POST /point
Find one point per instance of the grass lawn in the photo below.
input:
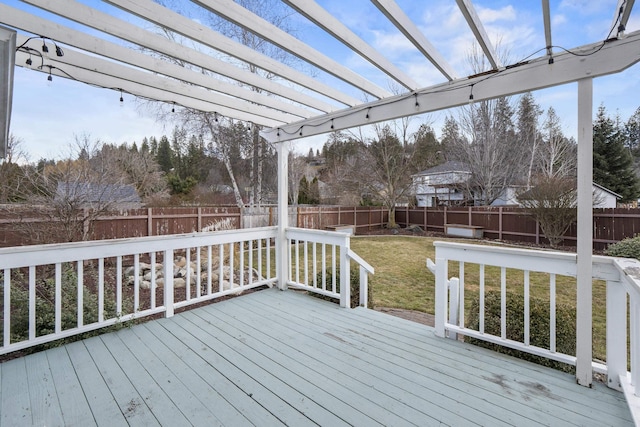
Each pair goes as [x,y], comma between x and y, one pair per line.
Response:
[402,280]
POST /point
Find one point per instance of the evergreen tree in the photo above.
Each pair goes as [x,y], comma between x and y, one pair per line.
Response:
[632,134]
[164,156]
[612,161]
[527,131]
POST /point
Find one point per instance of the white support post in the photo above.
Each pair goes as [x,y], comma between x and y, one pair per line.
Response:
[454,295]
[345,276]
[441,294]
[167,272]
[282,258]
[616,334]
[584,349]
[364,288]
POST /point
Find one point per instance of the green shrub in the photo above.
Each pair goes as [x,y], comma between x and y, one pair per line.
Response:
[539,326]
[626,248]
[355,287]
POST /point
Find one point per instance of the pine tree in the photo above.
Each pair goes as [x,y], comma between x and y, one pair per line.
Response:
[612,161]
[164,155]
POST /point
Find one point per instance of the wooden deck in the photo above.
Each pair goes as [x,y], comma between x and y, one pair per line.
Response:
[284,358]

==================================================

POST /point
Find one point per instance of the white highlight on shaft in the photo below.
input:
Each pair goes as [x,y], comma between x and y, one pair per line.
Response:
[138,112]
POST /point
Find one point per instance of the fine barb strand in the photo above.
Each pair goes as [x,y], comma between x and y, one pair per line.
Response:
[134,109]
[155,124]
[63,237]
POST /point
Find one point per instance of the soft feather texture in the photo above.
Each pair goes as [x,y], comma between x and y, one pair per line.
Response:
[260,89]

==================================================

(WRITTEN PROBLEM):
Show each line of the entries above that contains the string "tree", where case counts.

(EXERCISE RESULT):
Find one point per instance of the evergreen tree in the photo above.
Find one point per instance of the pine tree in the photo above.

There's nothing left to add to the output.